The problem>
Please count the lines in this listing that include the string "knife", and give only the number.

============

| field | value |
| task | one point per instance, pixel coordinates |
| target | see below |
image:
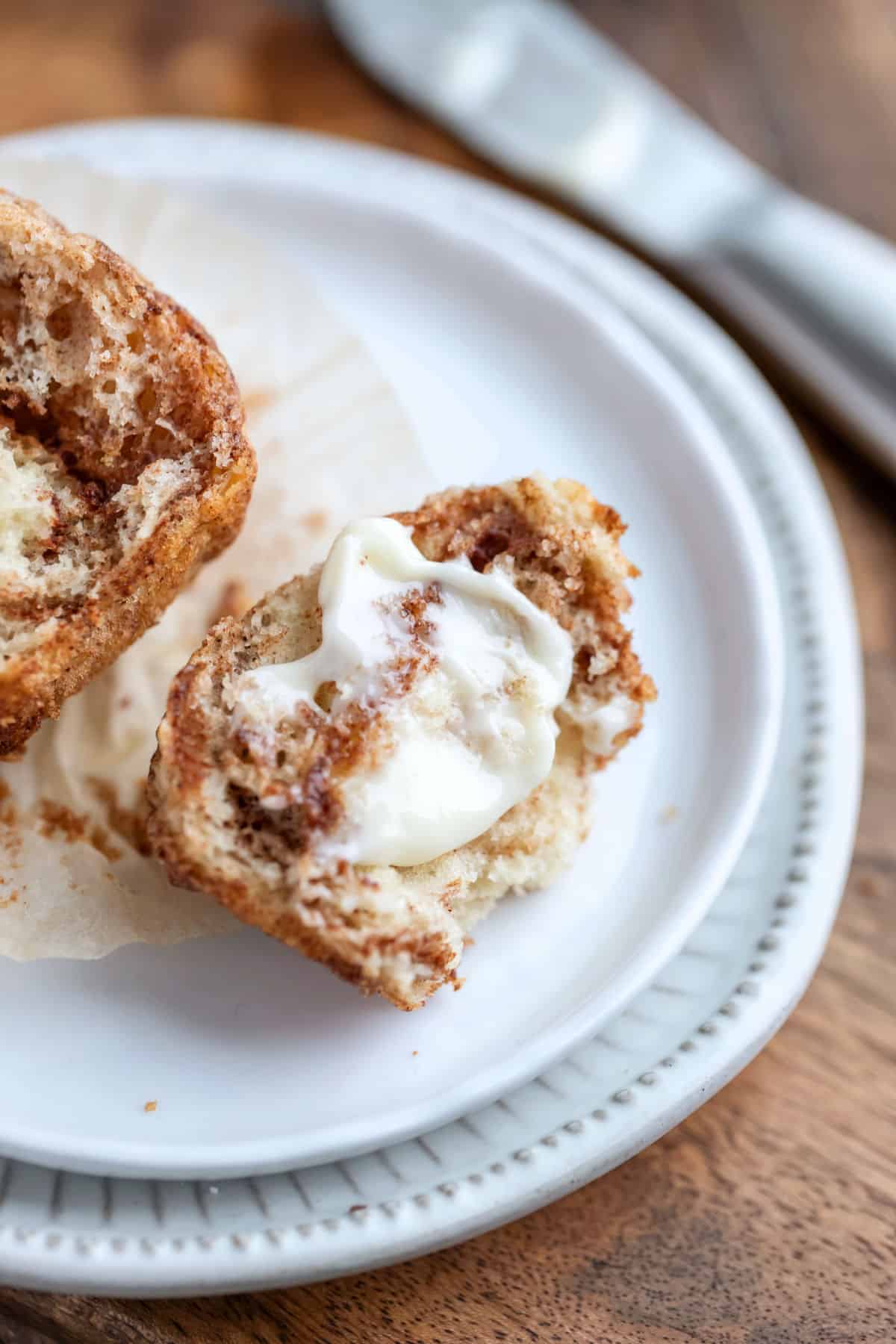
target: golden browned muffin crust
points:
(122, 460)
(220, 816)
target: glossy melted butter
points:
(476, 732)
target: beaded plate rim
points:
(69, 1245)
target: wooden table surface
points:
(770, 1216)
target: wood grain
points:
(770, 1216)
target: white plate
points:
(261, 1060)
(258, 1058)
(714, 1004)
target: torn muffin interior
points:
(425, 714)
(381, 750)
(120, 423)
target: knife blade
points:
(534, 87)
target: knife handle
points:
(820, 293)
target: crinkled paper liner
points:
(332, 444)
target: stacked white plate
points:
(302, 1132)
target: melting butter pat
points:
(470, 734)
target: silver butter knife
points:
(534, 87)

============

Expected answer>
3